▶ **WHAT IS NEEDED**: Continue the news article about Bruce Marks and his campaign against Wells Fargo, starting right after its last sentence.
TEXT FOR ANALYSIS section start
Bruce Marks was kicked out of Wells Fargo’s annual meeting. But that doesn’t mean he’s going away.
“Tuesday was just the beginning. It’s only going to get worse for these guys,” Marks, an activist with a long history of throwing verbal bombs at big banks, told CNNMoney.
The day before his outburst halted Wells Fargo’s shareholder meeting, Marks launched the Wells Fargo Justice Campaign. The grassroots fight is aimed at mobilizing Wells Fargo customers to dump the bank and fired employees to join lawsuits.
“We want to make sure people understand the Wells Fargo brand is toxic for consumers,” said Marks, who leads a nonprofit that helps homeowners fight foreclosure.
One of the criticisms of Wells Fargo centers around how much top executives and its board of directors knew about the scandal, and why they didn’t do more to stop it.
Marks interrupted the Wells Fargo shareholder meeting last week by screaming at the bank’s directors, demanding they explain what they knew about the bank’s fake account scandal. He asked board members if they had “the guts” to explain if they “were complicit or incompetent” in their knowledge of the scandal where 5,300 employee were fired for creating some two million fake accounts.
TEXT FOR ANALYSIS section end
SOURCE INFORMATION section start
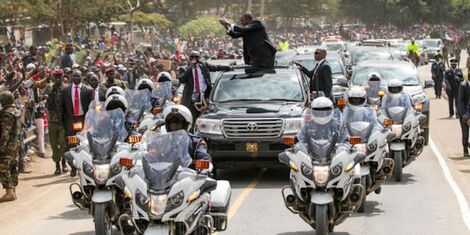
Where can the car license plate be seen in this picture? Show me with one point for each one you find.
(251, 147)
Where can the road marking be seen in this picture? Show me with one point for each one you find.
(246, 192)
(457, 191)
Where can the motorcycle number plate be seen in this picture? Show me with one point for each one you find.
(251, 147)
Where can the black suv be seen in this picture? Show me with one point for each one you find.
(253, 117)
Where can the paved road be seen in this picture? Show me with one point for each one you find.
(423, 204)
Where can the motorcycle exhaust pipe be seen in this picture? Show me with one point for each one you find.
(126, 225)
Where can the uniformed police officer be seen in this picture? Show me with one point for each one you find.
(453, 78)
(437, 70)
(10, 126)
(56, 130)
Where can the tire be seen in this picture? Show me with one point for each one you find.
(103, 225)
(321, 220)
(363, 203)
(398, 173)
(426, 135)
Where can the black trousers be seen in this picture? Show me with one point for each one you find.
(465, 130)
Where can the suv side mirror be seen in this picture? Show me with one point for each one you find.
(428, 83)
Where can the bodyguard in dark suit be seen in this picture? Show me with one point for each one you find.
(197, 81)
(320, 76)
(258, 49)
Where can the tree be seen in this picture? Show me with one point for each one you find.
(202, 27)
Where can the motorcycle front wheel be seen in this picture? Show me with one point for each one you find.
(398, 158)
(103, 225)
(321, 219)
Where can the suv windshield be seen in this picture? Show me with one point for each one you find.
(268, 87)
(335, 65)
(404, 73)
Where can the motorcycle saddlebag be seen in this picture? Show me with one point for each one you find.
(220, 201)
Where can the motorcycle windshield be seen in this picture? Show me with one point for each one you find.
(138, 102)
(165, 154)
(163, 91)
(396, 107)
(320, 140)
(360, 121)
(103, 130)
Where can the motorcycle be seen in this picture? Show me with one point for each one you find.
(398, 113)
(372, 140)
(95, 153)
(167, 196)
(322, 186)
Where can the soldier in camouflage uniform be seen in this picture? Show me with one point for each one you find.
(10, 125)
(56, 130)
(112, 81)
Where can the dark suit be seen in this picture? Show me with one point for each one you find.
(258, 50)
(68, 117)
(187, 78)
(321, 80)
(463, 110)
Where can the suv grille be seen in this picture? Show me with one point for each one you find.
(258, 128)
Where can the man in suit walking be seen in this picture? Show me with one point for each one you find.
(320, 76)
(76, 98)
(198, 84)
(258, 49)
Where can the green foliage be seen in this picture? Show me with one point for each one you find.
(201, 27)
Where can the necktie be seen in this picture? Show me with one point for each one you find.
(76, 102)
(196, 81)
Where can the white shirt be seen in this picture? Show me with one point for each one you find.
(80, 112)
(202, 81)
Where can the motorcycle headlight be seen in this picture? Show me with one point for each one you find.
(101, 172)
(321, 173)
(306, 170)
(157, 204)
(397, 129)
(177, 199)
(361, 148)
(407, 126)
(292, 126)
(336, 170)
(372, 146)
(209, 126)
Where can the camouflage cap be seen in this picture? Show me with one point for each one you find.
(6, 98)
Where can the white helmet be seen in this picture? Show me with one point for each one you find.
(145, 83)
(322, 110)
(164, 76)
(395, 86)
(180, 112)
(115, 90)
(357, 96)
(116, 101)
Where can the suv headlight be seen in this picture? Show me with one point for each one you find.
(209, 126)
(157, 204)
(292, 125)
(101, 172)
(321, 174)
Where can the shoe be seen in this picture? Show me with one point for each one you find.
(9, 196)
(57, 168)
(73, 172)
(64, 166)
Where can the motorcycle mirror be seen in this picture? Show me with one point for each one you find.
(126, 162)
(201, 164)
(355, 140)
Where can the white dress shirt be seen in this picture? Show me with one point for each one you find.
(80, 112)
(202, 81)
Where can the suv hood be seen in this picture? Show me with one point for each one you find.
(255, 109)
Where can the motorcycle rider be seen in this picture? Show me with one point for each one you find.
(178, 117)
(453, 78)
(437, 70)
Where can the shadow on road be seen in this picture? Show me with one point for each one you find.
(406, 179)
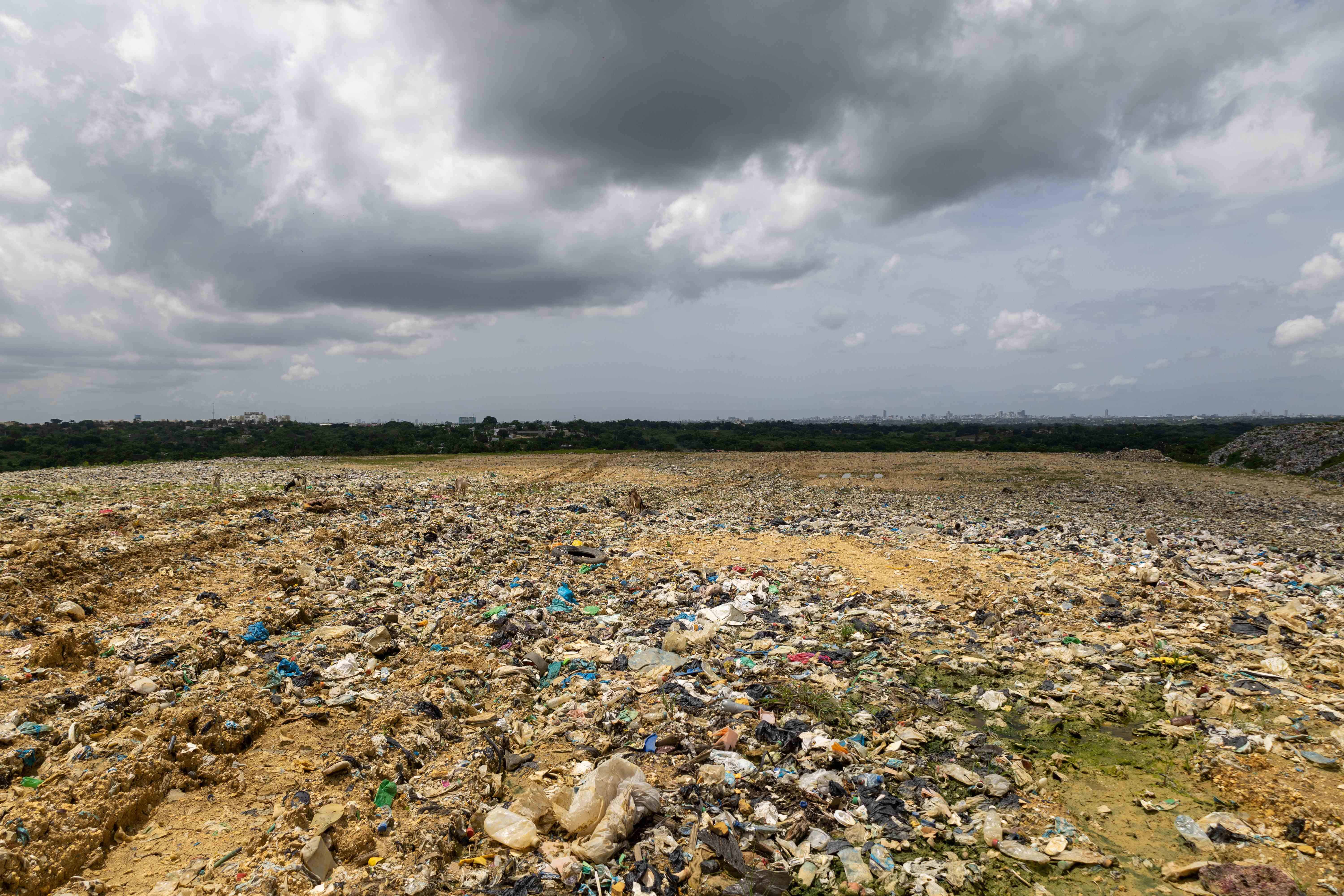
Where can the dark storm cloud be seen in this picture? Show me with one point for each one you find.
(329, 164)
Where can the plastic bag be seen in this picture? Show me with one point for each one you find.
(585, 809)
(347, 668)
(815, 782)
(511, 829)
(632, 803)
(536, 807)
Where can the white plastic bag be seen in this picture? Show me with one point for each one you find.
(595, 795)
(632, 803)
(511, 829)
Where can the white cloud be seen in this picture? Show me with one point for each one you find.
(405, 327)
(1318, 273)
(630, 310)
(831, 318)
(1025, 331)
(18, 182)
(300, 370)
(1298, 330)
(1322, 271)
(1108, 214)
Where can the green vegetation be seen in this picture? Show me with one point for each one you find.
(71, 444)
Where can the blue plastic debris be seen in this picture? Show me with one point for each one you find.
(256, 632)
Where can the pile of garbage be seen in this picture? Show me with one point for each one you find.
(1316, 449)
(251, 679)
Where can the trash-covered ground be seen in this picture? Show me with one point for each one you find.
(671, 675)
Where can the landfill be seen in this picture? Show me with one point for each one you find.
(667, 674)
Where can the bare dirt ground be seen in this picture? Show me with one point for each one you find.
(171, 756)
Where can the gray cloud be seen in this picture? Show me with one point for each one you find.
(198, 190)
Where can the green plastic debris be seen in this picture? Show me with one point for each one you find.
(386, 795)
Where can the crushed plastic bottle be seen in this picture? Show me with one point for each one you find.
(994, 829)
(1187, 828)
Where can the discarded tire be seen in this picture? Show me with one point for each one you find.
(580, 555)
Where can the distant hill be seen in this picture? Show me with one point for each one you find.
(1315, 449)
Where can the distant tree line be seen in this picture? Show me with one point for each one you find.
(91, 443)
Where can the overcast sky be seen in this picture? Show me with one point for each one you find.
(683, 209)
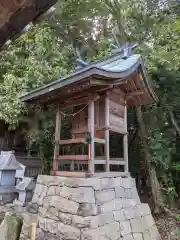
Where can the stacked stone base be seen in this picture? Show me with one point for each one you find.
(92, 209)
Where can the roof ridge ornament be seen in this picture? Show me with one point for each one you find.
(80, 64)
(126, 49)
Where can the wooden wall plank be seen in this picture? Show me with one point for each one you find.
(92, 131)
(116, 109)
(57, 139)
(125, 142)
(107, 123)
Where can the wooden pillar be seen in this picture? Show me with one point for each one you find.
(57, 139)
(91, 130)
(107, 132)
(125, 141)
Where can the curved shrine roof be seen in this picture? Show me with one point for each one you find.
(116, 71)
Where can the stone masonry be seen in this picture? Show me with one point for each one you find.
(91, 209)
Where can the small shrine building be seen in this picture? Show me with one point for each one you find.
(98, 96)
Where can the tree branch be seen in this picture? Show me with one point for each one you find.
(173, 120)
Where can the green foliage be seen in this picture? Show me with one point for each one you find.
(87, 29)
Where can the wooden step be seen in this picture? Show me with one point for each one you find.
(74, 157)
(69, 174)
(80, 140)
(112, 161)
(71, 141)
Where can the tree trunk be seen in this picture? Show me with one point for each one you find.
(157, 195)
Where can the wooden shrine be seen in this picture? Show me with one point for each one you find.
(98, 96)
SOURCE INFORMATION section end
▶ **ANSWER BOX**:
Wells Fargo execs pleaded with Marks to sit down because he was out of order and eventually had to stop the meeting temporarily.
Marks said he was “dragged out” of the meeting by security and the sheriff’s department. He received a summons, as well as a lifetime ban from the Marriott Sawgrass, the Florida hotel that hosted the meeting.
But the activist denied initial claims by Wells Fargo Chairman Stephen Sanger that he made a physical approach to the board.
“No I did not. I’m 5’8″ on a good day, 61 years old and 170 pounds,” Marks said. (Sanger later said he would apologize to Marks if he was mistaken in claiming Marks had approached the board.)
A Wells Fargo spokesman said the bank gave Marks “every opportunity to be a participant,” but he “made every attempt to dictate his own rules for the meeting.”
Marks believes the episode shows that Wells Fargo’s board and management “live in a bubble.”
“They feel threatened when anyone raises their voice and questions them,” said Marks, who grew up in a middle-class family outside New York City and today heads the Neighborhood Assistance Corporation of America.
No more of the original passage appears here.